TO DO →
Set down exactly the lines below, from the one containing "Indicate one point per instance of the electric" through the final line, and include no others.

[MATERIALS PROVIDED Boundary: Start]

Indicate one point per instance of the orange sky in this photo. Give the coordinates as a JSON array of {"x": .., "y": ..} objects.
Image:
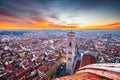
[{"x": 34, "y": 25}]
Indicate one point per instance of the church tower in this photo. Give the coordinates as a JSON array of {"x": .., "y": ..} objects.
[{"x": 70, "y": 52}]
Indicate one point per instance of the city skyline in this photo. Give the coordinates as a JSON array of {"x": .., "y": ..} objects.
[{"x": 59, "y": 14}]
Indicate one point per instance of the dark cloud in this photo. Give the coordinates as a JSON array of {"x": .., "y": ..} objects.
[{"x": 36, "y": 9}]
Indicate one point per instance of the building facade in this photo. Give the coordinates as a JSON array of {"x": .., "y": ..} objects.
[{"x": 70, "y": 53}]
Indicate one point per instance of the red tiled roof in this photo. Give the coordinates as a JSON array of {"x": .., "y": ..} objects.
[{"x": 10, "y": 67}]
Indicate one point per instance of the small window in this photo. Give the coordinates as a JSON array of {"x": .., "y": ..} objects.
[
  {"x": 70, "y": 44},
  {"x": 69, "y": 59},
  {"x": 69, "y": 52}
]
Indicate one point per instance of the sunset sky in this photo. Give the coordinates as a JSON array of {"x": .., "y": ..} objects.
[{"x": 59, "y": 14}]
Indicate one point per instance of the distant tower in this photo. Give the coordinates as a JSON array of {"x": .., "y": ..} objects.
[{"x": 70, "y": 53}]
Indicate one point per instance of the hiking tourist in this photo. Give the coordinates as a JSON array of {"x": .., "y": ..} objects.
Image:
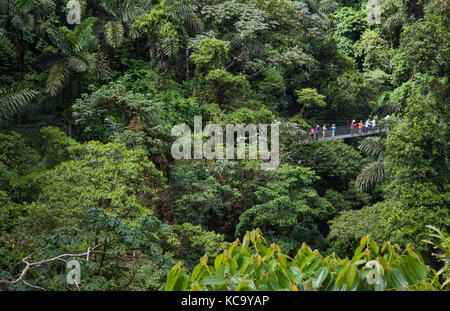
[{"x": 360, "y": 125}]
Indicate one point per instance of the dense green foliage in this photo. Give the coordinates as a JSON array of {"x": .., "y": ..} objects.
[
  {"x": 252, "y": 265},
  {"x": 86, "y": 112}
]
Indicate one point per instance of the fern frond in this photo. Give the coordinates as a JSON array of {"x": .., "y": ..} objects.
[
  {"x": 13, "y": 98},
  {"x": 59, "y": 40},
  {"x": 81, "y": 34},
  {"x": 328, "y": 6},
  {"x": 114, "y": 34},
  {"x": 57, "y": 77},
  {"x": 79, "y": 63},
  {"x": 101, "y": 69},
  {"x": 370, "y": 175},
  {"x": 372, "y": 147}
]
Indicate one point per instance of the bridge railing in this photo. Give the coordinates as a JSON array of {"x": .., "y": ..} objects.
[{"x": 343, "y": 131}]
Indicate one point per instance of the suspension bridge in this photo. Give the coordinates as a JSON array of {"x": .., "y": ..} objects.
[{"x": 342, "y": 131}]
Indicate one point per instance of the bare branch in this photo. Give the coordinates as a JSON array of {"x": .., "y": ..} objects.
[{"x": 38, "y": 263}]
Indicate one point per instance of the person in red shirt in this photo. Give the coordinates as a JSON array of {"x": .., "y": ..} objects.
[{"x": 360, "y": 125}]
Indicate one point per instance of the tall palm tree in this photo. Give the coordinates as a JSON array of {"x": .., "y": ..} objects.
[
  {"x": 374, "y": 172},
  {"x": 13, "y": 98},
  {"x": 22, "y": 16},
  {"x": 72, "y": 56}
]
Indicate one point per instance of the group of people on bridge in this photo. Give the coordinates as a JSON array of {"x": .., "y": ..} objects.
[{"x": 360, "y": 128}]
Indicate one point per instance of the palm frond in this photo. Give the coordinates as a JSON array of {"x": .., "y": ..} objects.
[
  {"x": 114, "y": 34},
  {"x": 101, "y": 69},
  {"x": 79, "y": 63},
  {"x": 25, "y": 6},
  {"x": 57, "y": 77},
  {"x": 13, "y": 98},
  {"x": 372, "y": 147},
  {"x": 328, "y": 6},
  {"x": 59, "y": 40},
  {"x": 44, "y": 7},
  {"x": 370, "y": 175},
  {"x": 394, "y": 21},
  {"x": 109, "y": 7},
  {"x": 82, "y": 34}
]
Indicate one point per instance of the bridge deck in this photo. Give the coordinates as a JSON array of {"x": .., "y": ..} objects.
[{"x": 364, "y": 133}]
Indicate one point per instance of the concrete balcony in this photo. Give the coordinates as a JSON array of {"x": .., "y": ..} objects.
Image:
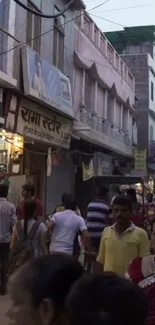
[{"x": 103, "y": 134}]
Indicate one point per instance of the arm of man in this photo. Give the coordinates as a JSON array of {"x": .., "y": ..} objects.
[
  {"x": 40, "y": 210},
  {"x": 13, "y": 217},
  {"x": 85, "y": 235},
  {"x": 101, "y": 255},
  {"x": 144, "y": 246},
  {"x": 43, "y": 239},
  {"x": 51, "y": 223},
  {"x": 13, "y": 237}
]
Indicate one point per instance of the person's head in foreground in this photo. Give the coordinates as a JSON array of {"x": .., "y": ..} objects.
[
  {"x": 106, "y": 299},
  {"x": 28, "y": 191},
  {"x": 38, "y": 290},
  {"x": 122, "y": 209},
  {"x": 102, "y": 192},
  {"x": 69, "y": 203}
]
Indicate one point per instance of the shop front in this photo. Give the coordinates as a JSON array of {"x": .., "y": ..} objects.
[{"x": 36, "y": 130}]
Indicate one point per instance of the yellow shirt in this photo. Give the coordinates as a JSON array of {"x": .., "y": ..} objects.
[{"x": 116, "y": 252}]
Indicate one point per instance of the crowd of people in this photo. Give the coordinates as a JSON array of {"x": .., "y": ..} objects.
[{"x": 39, "y": 261}]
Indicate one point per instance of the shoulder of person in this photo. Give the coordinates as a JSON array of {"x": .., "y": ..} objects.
[
  {"x": 140, "y": 231},
  {"x": 37, "y": 200},
  {"x": 11, "y": 205}
]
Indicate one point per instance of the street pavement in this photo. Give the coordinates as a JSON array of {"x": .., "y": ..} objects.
[{"x": 4, "y": 306}]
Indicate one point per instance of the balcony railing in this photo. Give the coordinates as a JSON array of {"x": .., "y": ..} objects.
[{"x": 106, "y": 49}]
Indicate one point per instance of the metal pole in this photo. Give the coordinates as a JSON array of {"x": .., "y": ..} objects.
[{"x": 7, "y": 33}]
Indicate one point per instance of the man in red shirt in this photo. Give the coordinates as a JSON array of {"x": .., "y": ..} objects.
[{"x": 28, "y": 193}]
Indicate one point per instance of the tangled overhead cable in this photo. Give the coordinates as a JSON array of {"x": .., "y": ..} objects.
[{"x": 42, "y": 15}]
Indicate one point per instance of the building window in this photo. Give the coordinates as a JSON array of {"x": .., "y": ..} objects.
[
  {"x": 33, "y": 29},
  {"x": 117, "y": 61},
  {"x": 102, "y": 43},
  {"x": 58, "y": 41},
  {"x": 96, "y": 31},
  {"x": 110, "y": 53},
  {"x": 125, "y": 72},
  {"x": 88, "y": 91},
  {"x": 87, "y": 26},
  {"x": 2, "y": 8},
  {"x": 152, "y": 91},
  {"x": 122, "y": 73},
  {"x": 151, "y": 133}
]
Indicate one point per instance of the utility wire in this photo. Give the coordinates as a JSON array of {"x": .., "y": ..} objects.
[
  {"x": 128, "y": 8},
  {"x": 42, "y": 15},
  {"x": 110, "y": 21},
  {"x": 50, "y": 30}
]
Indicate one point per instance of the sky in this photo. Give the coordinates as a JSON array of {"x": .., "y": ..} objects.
[{"x": 142, "y": 13}]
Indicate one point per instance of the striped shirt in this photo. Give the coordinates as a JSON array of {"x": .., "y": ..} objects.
[
  {"x": 97, "y": 218},
  {"x": 7, "y": 220}
]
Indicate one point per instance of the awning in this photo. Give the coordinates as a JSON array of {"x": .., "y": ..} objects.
[{"x": 7, "y": 81}]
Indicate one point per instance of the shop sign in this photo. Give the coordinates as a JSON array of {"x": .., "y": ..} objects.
[
  {"x": 43, "y": 126},
  {"x": 140, "y": 160},
  {"x": 102, "y": 164},
  {"x": 45, "y": 82}
]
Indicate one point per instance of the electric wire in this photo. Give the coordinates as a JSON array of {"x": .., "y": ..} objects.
[
  {"x": 108, "y": 20},
  {"x": 51, "y": 29},
  {"x": 128, "y": 8},
  {"x": 42, "y": 15}
]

[MATERIALS PROVIDED Boundary: End]

SOLUTION →
Indicate one point per instance of the electric wire in this photo. Give the coordinates as a JSON array of {"x": .., "y": ..} objects.
[
  {"x": 108, "y": 20},
  {"x": 51, "y": 29},
  {"x": 128, "y": 8},
  {"x": 42, "y": 15}
]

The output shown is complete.